_Short exercise:_ Reproduce the records from the start through the line containing "[(610, 304), (1018, 555), (28, 408), (1149, 539)]", both ends included and requests kept in full. Multiply every coordinate in the answers by 2.1 and round to whole numbers, with halves rounded up.

╭─ Record set

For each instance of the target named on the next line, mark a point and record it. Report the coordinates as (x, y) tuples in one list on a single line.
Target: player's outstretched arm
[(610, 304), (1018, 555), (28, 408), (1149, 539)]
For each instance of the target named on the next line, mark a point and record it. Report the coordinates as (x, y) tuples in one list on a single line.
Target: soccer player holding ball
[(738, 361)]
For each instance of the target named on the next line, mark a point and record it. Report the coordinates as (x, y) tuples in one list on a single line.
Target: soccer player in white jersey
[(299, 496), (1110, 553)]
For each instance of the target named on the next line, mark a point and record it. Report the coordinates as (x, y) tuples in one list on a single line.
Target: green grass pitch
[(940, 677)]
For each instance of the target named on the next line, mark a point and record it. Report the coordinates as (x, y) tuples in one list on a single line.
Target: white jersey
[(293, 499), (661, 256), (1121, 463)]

╰─

_Response to the exercise:_
For each instance of the target named on the next line, mark a point and record it. Report the coordinates as (x, y) tuples in one list on a single line.
Target: player's outstretched arm
[(1281, 638), (2138, 1166), (59, 857), (2413, 1132)]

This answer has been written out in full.